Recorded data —
## start

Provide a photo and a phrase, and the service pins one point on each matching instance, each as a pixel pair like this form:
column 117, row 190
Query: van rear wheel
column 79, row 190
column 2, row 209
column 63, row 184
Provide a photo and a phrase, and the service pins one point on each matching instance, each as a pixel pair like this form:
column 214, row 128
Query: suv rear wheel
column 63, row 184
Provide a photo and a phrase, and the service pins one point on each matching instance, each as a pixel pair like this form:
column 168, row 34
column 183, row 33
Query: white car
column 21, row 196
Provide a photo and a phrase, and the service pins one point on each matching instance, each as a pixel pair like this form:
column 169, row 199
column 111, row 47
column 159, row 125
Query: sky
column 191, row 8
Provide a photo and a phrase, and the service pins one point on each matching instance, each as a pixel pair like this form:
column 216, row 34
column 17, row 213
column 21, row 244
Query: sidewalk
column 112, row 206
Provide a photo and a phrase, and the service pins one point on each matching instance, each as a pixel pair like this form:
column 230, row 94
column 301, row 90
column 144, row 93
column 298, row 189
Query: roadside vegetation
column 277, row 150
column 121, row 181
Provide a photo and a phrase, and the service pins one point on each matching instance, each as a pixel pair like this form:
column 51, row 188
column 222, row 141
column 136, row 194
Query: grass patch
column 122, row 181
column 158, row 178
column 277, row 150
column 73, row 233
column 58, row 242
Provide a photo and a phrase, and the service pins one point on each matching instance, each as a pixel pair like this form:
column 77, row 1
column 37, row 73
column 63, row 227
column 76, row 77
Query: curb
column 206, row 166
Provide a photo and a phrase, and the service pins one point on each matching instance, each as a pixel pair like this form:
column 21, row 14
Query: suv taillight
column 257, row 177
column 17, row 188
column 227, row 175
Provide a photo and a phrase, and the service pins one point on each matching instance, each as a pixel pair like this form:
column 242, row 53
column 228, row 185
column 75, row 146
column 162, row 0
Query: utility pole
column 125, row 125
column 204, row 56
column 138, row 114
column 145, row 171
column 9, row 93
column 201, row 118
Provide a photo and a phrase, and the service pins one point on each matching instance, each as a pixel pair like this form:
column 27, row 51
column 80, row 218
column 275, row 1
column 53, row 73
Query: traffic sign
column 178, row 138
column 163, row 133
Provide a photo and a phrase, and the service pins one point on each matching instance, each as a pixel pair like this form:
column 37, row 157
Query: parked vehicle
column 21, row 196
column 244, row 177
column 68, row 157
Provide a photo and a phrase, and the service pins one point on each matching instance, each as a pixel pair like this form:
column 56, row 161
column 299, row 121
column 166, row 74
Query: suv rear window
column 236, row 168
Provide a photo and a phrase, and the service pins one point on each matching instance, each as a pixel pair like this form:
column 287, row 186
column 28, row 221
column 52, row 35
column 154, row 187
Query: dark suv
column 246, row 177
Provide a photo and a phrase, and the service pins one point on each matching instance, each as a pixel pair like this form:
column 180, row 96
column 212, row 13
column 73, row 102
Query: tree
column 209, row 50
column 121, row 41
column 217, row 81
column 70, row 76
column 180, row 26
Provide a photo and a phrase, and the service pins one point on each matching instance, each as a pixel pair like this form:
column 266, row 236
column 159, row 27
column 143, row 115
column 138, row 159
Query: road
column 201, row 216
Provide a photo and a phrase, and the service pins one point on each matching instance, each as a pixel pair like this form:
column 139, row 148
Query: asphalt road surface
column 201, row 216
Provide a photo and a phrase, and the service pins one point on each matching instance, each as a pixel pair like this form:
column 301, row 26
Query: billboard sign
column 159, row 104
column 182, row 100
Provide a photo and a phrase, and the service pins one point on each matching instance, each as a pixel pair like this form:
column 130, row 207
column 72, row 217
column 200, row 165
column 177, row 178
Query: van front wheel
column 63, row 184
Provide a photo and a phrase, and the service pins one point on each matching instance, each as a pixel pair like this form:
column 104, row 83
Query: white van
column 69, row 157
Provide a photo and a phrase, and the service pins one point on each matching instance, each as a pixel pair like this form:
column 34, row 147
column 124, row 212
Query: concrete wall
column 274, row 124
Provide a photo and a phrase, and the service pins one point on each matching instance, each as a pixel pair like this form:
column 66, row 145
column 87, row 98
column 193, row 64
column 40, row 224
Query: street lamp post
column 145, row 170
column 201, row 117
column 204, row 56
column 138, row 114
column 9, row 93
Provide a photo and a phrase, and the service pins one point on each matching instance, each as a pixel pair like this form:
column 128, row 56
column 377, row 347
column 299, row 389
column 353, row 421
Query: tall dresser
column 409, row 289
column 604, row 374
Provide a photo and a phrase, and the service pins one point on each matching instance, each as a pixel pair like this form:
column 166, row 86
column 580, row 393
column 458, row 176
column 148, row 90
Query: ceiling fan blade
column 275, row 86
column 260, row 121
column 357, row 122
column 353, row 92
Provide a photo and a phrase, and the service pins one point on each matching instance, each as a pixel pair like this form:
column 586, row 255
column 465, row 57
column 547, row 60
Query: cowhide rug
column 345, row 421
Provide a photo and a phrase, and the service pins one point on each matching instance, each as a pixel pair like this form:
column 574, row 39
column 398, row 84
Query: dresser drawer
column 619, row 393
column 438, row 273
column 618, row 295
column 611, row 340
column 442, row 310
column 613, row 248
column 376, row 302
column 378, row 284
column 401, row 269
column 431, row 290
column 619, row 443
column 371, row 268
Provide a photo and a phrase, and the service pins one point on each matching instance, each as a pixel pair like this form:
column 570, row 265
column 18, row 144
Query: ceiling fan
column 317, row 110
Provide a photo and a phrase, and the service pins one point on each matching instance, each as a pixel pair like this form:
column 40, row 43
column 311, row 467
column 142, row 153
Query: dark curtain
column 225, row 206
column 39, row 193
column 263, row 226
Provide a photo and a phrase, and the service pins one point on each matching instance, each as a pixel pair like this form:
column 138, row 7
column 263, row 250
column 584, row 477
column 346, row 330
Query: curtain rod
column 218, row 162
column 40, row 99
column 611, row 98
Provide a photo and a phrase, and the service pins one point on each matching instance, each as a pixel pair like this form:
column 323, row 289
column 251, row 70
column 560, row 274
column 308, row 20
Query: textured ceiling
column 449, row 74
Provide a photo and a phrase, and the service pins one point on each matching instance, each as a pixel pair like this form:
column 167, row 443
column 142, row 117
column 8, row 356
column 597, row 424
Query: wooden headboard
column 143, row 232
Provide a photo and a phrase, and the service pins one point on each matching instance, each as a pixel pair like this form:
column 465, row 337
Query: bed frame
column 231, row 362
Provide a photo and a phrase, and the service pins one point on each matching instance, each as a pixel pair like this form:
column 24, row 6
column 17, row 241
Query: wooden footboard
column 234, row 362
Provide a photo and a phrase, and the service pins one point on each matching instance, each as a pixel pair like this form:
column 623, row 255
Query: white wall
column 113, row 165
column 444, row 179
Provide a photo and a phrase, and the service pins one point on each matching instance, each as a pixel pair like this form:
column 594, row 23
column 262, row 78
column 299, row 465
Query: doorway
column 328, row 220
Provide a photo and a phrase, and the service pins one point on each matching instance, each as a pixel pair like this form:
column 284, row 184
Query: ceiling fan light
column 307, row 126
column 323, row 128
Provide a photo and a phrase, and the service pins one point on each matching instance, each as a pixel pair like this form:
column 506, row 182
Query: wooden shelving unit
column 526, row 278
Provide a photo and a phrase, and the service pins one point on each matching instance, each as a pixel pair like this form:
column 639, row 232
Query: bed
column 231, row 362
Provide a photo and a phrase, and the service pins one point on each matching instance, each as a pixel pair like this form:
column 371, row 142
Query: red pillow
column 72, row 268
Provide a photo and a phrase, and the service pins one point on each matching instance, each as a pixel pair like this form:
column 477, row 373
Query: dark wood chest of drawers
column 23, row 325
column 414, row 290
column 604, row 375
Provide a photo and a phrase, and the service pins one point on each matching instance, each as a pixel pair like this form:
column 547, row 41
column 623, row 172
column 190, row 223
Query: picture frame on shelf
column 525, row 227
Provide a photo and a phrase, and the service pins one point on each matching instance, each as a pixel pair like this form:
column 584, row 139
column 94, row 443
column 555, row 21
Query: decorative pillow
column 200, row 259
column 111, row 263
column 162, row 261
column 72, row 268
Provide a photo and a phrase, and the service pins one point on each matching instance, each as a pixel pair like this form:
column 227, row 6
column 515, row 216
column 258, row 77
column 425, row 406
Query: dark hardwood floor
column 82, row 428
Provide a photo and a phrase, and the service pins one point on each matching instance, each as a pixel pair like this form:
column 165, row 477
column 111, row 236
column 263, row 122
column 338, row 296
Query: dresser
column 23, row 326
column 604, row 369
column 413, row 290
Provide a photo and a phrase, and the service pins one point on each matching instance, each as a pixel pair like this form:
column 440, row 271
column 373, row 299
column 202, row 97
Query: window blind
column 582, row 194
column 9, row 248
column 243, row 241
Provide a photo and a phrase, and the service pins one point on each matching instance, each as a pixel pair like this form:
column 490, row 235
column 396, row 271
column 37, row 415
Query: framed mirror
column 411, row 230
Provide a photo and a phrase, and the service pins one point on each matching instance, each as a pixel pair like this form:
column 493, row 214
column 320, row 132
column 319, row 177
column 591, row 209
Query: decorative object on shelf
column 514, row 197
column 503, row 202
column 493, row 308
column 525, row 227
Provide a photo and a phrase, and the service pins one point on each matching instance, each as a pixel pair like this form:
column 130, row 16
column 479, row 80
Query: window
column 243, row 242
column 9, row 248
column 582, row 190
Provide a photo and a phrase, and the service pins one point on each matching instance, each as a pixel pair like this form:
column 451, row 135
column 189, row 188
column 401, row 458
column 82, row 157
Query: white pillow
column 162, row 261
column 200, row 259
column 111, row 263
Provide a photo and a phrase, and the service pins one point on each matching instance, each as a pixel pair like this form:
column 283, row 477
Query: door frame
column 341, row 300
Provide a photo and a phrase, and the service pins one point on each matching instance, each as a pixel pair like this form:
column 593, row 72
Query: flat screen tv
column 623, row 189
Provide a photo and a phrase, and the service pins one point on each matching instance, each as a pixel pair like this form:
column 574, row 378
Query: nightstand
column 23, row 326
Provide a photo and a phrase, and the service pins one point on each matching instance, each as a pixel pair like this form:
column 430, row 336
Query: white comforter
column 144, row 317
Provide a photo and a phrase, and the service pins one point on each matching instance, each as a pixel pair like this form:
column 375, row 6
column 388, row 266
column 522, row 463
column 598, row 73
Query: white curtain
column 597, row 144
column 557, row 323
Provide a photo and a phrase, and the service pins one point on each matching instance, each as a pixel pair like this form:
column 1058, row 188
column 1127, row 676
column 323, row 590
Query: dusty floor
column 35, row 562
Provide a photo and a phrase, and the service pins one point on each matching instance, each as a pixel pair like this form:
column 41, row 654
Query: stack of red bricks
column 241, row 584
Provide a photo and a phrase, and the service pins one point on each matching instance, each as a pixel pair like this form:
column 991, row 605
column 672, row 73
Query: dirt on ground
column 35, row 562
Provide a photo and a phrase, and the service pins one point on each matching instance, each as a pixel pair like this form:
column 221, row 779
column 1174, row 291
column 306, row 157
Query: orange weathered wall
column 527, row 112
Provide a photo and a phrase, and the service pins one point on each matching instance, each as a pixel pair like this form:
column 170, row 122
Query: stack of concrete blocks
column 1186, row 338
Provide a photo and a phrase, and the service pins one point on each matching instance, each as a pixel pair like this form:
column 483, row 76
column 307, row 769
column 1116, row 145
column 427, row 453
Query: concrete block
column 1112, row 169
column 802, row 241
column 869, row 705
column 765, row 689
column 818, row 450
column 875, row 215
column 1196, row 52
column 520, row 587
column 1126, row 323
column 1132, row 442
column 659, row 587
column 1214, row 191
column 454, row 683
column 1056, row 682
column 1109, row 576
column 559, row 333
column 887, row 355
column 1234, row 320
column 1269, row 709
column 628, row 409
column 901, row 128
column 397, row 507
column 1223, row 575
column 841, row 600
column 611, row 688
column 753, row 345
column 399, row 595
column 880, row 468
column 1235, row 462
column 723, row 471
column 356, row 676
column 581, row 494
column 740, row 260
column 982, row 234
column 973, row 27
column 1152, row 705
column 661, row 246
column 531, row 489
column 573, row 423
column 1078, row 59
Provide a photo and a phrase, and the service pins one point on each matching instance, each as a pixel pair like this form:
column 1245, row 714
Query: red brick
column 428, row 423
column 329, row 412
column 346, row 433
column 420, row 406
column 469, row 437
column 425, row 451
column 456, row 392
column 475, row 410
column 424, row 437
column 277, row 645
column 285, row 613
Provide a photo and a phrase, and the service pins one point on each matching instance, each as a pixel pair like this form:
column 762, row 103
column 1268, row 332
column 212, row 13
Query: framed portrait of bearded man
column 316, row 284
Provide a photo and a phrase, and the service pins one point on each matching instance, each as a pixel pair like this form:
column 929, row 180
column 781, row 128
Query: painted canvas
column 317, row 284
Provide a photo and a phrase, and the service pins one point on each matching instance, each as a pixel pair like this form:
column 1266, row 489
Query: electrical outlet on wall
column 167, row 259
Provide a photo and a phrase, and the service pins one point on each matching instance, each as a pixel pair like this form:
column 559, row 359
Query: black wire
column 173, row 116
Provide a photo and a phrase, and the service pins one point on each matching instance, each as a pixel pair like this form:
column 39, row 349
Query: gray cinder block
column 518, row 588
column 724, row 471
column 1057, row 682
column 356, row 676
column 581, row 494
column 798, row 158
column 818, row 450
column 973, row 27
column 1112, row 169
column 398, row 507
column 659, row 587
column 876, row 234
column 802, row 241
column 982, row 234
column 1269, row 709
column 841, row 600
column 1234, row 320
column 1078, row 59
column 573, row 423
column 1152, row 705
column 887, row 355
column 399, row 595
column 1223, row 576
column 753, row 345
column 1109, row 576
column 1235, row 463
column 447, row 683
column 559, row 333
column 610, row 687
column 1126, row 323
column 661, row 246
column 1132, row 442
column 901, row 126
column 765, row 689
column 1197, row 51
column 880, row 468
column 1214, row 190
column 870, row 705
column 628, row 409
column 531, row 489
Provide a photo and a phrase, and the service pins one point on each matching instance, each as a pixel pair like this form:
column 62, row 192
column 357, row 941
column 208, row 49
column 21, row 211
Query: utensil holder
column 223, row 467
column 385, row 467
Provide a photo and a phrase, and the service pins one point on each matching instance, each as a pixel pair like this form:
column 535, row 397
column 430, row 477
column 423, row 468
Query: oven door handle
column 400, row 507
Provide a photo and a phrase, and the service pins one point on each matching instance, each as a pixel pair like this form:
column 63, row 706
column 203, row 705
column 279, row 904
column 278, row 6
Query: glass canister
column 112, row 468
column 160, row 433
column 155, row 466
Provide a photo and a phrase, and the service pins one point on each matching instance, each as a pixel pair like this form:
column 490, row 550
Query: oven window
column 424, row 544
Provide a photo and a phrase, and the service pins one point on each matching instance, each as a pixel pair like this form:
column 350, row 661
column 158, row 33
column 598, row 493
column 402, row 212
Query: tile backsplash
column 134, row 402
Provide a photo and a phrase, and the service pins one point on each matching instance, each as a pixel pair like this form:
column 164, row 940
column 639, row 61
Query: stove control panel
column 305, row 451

## end

Set exercise — State how many lines of the records contain the string "framed", giving only the number.

Result for this exercise — 2